Entries from a pointing dataset
[start]

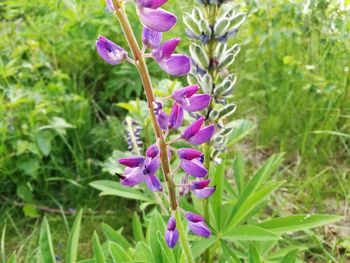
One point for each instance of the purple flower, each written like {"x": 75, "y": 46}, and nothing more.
{"x": 155, "y": 18}
{"x": 196, "y": 224}
{"x": 191, "y": 161}
{"x": 150, "y": 38}
{"x": 109, "y": 51}
{"x": 171, "y": 234}
{"x": 140, "y": 169}
{"x": 195, "y": 134}
{"x": 190, "y": 101}
{"x": 201, "y": 188}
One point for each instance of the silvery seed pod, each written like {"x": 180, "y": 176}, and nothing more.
{"x": 191, "y": 79}
{"x": 199, "y": 55}
{"x": 207, "y": 83}
{"x": 192, "y": 24}
{"x": 213, "y": 116}
{"x": 205, "y": 27}
{"x": 220, "y": 50}
{"x": 226, "y": 111}
{"x": 221, "y": 26}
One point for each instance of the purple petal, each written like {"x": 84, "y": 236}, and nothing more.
{"x": 165, "y": 50}
{"x": 171, "y": 223}
{"x": 151, "y": 3}
{"x": 163, "y": 120}
{"x": 157, "y": 19}
{"x": 109, "y": 51}
{"x": 186, "y": 92}
{"x": 177, "y": 65}
{"x": 200, "y": 229}
{"x": 132, "y": 177}
{"x": 132, "y": 161}
{"x": 192, "y": 129}
{"x": 196, "y": 185}
{"x": 188, "y": 153}
{"x": 197, "y": 102}
{"x": 150, "y": 38}
{"x": 171, "y": 238}
{"x": 151, "y": 166}
{"x": 203, "y": 135}
{"x": 153, "y": 183}
{"x": 205, "y": 192}
{"x": 193, "y": 168}
{"x": 192, "y": 217}
{"x": 152, "y": 151}
{"x": 176, "y": 117}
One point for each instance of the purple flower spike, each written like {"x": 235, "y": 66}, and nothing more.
{"x": 171, "y": 234}
{"x": 109, "y": 51}
{"x": 152, "y": 151}
{"x": 177, "y": 65}
{"x": 190, "y": 101}
{"x": 150, "y": 38}
{"x": 132, "y": 162}
{"x": 165, "y": 50}
{"x": 176, "y": 117}
{"x": 205, "y": 192}
{"x": 157, "y": 19}
{"x": 153, "y": 183}
{"x": 196, "y": 225}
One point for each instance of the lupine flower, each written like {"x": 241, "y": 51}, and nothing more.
{"x": 150, "y": 38}
{"x": 154, "y": 17}
{"x": 195, "y": 134}
{"x": 173, "y": 64}
{"x": 109, "y": 51}
{"x": 201, "y": 188}
{"x": 171, "y": 234}
{"x": 196, "y": 224}
{"x": 190, "y": 101}
{"x": 140, "y": 169}
{"x": 191, "y": 161}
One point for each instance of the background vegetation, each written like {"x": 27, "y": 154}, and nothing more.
{"x": 60, "y": 123}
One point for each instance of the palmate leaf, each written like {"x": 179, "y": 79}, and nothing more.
{"x": 294, "y": 223}
{"x": 108, "y": 187}
{"x": 45, "y": 243}
{"x": 250, "y": 233}
{"x": 73, "y": 239}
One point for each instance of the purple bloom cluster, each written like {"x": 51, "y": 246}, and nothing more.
{"x": 143, "y": 169}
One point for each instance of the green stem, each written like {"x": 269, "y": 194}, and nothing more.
{"x": 183, "y": 239}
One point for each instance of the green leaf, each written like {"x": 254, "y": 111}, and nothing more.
{"x": 118, "y": 253}
{"x": 250, "y": 233}
{"x": 98, "y": 253}
{"x": 114, "y": 188}
{"x": 290, "y": 257}
{"x": 252, "y": 202}
{"x": 200, "y": 246}
{"x": 137, "y": 228}
{"x": 45, "y": 243}
{"x": 115, "y": 236}
{"x": 298, "y": 222}
{"x": 156, "y": 224}
{"x": 167, "y": 253}
{"x": 253, "y": 255}
{"x": 238, "y": 168}
{"x": 73, "y": 239}
{"x": 143, "y": 252}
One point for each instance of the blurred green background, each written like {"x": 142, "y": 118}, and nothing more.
{"x": 59, "y": 122}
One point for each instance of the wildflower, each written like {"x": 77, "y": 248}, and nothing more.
{"x": 190, "y": 101}
{"x": 191, "y": 161}
{"x": 196, "y": 224}
{"x": 171, "y": 234}
{"x": 195, "y": 134}
{"x": 109, "y": 51}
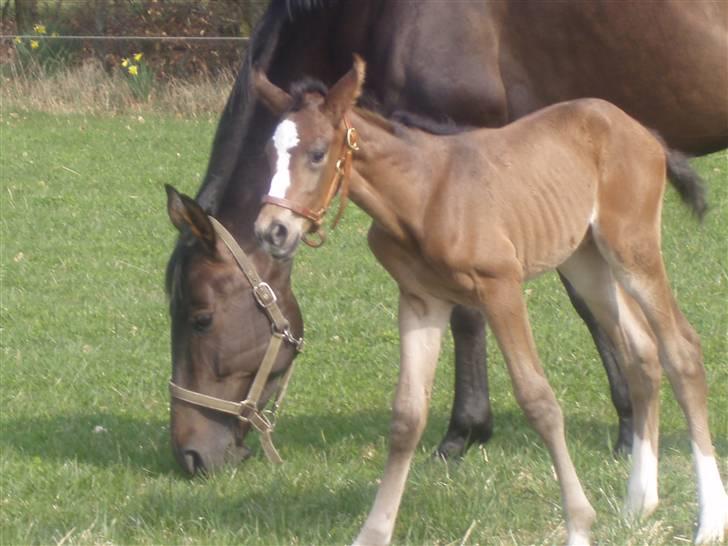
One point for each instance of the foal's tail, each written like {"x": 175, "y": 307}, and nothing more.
{"x": 685, "y": 180}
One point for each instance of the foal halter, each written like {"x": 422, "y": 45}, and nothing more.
{"x": 247, "y": 411}
{"x": 339, "y": 182}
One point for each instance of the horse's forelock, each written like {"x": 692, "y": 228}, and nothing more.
{"x": 306, "y": 86}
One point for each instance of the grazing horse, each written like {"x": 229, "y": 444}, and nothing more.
{"x": 467, "y": 219}
{"x": 477, "y": 63}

[end]

- Job:
Rewrite the part of the data that opens with the line containing "One point for each instance of the green stem, each" and closes with the end of the data, both ends included, shifting every x and y value in the answer points up by 142 while the sample points inside the other lines keep their original numbers. Leave out the pictures.

- Solution:
One point for each instance of the green stem, each written like {"x": 269, "y": 194}, and nothing more.
{"x": 325, "y": 381}
One point for each instance of the green leaf, each written like {"x": 254, "y": 111}, and nothing more.
{"x": 260, "y": 395}
{"x": 392, "y": 375}
{"x": 240, "y": 395}
{"x": 256, "y": 330}
{"x": 432, "y": 399}
{"x": 394, "y": 344}
{"x": 342, "y": 388}
{"x": 279, "y": 370}
{"x": 187, "y": 385}
{"x": 257, "y": 378}
{"x": 440, "y": 364}
{"x": 298, "y": 366}
{"x": 309, "y": 395}
{"x": 395, "y": 397}
{"x": 380, "y": 310}
{"x": 215, "y": 381}
{"x": 285, "y": 394}
One point for each instance of the blurred green background, each written like {"x": 142, "y": 118}, and nothing more.
{"x": 201, "y": 264}
One point for each instance of the wildflower, each written like {"x": 77, "y": 248}, and nothing more.
{"x": 332, "y": 243}
{"x": 333, "y": 303}
{"x": 338, "y": 366}
{"x": 313, "y": 376}
{"x": 337, "y": 276}
{"x": 251, "y": 193}
One point for each instance of the foal's tail, each written like {"x": 175, "y": 307}, and nothing more.
{"x": 827, "y": 322}
One point for each instance of the foal halter, each written like {"x": 422, "y": 45}, and nothing more.
{"x": 389, "y": 553}
{"x": 481, "y": 324}
One point for each instance of the horse's forelock, each written like {"x": 692, "y": 228}, and nothing more.
{"x": 448, "y": 228}
One point for each instance of the grazing horse, each written like {"x": 229, "y": 444}, and nothing more.
{"x": 609, "y": 361}
{"x": 619, "y": 205}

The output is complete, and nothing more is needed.